*** Opening Text for analysis ***

General characteristics
- Class & type: LST-542-class tank landing ship
- Displacement: 1,780 long tons (1,809 t) light; 3,640 long tons (3,698 t) full;
- Length: 328 ft (100 m)
- Beam: 50 ft (15 m)
- Draft: 8 ft (2.4 m) forward; 14 ft 4 in (4.37 m) aft;
- Propulsion: 2 × General Motors 12-567 diesel engines, two shafts
- Speed: 12 knots (22 km/h; 14 mph)
- Troops: Approximately 140 officers and enlisted men
- Complement: 8-10 officers, 100-115 enlisted men
- Armament: 1 x Mark 41 VLS (8 cells); 1 × single 3"/50 caliber gun mount; 8 × 40 mm guns; 12 × 20 mm guns;

= USS Dukes County =

World War II tank landing ship

USS Dukes County (LST-735) was an built for the United States Navy during World War II. Named after Dukes County, Massachusetts, she was the only U.S. Naval vessel to bear the name. In 1957 she was decommissioned and leased to the Republic of China. In 1962 she was commissioned into Republic of China Navy service.

==Construction and career==
LST-735 was laid down on 30 January 1944 at Pittsburgh, Pennsylvania by the Dravo Corporation of Neville Island; launched on 11 March 1944; sponsored by Mrs. G. W. Fearnside; and commissioned on 26 April 1944 at New Orleans, Louisiana.

=== Service in the United States Navy ===
During World War II, LST-735 was assigned to the Asiatic-Pacific theater and participated in the following operations: capture and occupation of Saipan (August 1944); Lingayen Gulf landing (January 1945); Zambales-Subic Bay (January 1945); and the assault and occupation of Okinawa Gunto (March through June 1945).

LST-735 was decommissioned in March 1946 and reactivated on 3 November 1950 when she performed service during the Korean War and after with Commander Mine Forces, Pacific. Assigned as a minesweeper support ship in July 1951, she made a Korean War deployment in 1952-53 and had additional Western Pacific tours in 1953-54 and 1955–56. Renamed USS Dukes County (LST-735) 1 July 1955.

*** Closing Text for analysis ***

The problem. Reproduce the passage of the USS Dukes County article starting with "World War II tank" and going on through "New Orleans, Louisiana.".

*** Opening Provided information ***

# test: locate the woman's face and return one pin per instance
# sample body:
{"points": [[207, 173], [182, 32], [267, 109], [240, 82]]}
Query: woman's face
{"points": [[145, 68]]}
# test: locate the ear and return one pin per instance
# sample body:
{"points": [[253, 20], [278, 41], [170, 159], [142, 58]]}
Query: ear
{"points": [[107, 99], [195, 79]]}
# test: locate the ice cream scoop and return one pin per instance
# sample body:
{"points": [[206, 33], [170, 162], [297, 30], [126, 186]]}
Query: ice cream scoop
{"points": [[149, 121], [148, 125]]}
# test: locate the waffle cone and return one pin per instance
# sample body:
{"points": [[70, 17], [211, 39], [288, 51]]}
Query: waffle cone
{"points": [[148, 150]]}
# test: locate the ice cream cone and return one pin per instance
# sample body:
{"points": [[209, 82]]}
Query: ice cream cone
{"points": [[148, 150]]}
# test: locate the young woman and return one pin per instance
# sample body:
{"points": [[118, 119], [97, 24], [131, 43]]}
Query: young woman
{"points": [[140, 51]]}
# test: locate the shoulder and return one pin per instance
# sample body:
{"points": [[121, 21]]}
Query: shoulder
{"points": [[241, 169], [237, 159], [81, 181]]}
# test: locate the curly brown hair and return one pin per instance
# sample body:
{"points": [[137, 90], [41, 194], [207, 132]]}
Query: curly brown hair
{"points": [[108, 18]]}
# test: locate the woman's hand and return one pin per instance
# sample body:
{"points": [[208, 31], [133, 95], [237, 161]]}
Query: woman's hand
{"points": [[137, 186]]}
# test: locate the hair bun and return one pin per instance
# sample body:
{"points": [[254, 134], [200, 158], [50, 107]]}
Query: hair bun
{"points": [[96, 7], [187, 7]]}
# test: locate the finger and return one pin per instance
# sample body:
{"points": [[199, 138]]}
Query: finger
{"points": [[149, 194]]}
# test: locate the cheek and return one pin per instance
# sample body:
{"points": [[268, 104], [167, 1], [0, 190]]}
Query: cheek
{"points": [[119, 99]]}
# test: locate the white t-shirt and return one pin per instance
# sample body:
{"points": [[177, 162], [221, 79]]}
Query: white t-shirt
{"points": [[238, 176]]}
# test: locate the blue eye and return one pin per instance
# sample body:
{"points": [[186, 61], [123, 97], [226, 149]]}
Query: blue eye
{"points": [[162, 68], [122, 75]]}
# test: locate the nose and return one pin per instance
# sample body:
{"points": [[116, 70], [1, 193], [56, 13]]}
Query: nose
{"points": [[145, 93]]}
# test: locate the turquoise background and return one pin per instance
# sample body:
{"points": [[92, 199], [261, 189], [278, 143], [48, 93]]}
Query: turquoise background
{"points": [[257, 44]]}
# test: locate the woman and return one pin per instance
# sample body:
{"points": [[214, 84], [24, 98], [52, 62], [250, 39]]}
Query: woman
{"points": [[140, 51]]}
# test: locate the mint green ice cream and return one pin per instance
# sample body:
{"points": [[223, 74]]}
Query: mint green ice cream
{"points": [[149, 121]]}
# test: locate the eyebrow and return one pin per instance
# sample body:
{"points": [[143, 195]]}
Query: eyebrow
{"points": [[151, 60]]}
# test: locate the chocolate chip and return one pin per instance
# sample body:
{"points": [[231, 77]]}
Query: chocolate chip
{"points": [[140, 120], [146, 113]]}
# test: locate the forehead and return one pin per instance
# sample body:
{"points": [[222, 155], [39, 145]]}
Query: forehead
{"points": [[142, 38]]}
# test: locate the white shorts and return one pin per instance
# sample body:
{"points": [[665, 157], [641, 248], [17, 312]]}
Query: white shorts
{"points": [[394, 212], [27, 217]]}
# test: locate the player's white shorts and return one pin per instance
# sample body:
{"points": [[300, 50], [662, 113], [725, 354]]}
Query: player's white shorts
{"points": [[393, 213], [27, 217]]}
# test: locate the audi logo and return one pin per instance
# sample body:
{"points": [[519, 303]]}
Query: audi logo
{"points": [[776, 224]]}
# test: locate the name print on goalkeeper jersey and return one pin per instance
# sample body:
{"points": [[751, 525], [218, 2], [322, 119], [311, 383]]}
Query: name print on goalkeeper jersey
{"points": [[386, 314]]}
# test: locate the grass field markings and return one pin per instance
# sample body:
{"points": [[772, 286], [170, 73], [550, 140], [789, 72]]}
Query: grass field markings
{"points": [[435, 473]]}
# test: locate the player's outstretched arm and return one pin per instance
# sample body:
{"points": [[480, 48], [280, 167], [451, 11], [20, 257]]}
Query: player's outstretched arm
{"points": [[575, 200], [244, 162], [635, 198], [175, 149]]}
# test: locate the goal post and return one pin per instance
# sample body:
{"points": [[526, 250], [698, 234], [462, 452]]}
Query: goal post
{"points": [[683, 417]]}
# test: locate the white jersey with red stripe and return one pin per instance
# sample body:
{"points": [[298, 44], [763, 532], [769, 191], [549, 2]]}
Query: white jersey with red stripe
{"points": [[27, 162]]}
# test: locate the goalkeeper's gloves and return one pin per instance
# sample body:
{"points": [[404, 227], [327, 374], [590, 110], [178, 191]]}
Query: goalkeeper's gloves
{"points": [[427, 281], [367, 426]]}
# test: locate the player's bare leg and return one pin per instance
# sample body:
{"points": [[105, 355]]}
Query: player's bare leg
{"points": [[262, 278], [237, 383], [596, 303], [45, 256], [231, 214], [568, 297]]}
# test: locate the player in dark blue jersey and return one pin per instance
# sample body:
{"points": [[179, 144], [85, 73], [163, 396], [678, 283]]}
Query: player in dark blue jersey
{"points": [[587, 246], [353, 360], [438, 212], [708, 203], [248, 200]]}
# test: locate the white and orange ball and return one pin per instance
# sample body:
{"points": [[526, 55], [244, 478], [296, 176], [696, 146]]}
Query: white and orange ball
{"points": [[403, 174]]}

*** Closing Provided information ***

Finished task.
World War II tank landing ship

USS Dukes County (LST-735) was an built for the United States Navy during World War II. Named after Dukes County, Massachusetts, she was the only U.S. Naval vessel to bear the name. In 1957 she was decommissioned and leased to the Republic of China. In 1962 she was commissioned into Republic of China Navy service.

==Construction and career==
LST-735 was laid down on 30 January 1944 at Pittsburgh, Pennsylvania by the Dravo Corporation of Neville Island; launched on 11 March 1944; sponsored by Mrs. G. W. Fearnside; and commissioned on 26 April 1944 at New Orleans, Louisiana.